### SET EXERCISE
In the forum thread below on working with people, what jobs does the commenter james.jensen1350 say they have held?

### SELECTED TEXT
══════════
Working with People

  • Steve Jones - SSC Editor

    SSC Guru

    Points: 716562

    Comments posted to this topic are about the item Working with People

  • james.jensen1350

    Say Hey Kid

    Points: 700

    I wholeheartedly agree with you, Steve, on getting along better with our peers at work. Friction between DBAs and the rest of the world is so commonplace, I almost think it has become a truism. I am a developer, but I have worked as a DBA, so I have seen both sides of that fence.

    What drove me to respond, however, is the statement that we should:

    perhaps...learn a few things about ourselves and how we might adjust our own personality"

    Wow. Saying that is, IMHO, extremely incisive and wise. Just like the x-step programs that purport to help people through difficult times, it is widely recognized that self-reflection is an integral step to making our lives better.

    I have also heard that the things we detest in others are the things we subconsciously loathe about ourselves. If that's true, then perhaps many DBAs are in need of some reflection and meditation. 😉

    In all seriousness, between my stint as a DBA and today, I have made small improvements to my thinking and my interactions with others. I feel that looking within ourselves is a very important first step to a less stressful workplace. Thank you for laying that out in your blog.
══════════
### RECORDED DATA
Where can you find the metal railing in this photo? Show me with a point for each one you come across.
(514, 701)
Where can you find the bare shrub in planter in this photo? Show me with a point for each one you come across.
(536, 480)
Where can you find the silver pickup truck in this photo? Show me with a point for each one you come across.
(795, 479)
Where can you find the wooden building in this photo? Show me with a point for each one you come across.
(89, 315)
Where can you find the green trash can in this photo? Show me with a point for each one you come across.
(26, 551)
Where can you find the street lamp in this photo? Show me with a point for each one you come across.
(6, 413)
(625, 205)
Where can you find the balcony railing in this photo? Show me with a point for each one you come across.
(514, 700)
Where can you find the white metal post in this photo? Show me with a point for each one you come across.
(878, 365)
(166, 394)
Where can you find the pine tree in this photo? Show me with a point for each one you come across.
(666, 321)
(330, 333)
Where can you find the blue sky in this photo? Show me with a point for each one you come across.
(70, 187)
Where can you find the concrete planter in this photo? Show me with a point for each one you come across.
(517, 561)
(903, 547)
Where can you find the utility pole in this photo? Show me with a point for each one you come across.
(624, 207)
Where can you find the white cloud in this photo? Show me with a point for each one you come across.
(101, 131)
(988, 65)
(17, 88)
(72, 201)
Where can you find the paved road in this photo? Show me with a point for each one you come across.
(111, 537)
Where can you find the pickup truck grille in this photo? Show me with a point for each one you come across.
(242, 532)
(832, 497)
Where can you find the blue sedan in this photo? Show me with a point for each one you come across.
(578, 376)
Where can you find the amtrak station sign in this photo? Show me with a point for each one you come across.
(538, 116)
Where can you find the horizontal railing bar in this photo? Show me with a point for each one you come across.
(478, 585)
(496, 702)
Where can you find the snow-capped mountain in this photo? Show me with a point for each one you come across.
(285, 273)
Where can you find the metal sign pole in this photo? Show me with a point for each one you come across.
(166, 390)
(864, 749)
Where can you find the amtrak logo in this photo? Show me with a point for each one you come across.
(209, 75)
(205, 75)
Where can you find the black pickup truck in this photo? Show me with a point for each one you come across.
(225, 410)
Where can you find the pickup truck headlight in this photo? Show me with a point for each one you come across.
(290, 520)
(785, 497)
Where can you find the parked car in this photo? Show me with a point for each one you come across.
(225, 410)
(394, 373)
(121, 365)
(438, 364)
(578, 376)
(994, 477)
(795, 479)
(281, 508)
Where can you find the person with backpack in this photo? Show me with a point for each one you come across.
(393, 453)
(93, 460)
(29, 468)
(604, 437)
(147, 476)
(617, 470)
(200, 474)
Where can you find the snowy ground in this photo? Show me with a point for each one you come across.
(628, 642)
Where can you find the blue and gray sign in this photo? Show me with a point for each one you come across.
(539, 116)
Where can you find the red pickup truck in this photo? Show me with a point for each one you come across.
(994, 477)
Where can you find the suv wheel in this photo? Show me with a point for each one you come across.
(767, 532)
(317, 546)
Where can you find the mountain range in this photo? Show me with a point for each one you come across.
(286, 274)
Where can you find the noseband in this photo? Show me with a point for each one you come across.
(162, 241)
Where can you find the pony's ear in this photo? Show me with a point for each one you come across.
══════════
### COMPLETE ANSWER
Developer and DBA.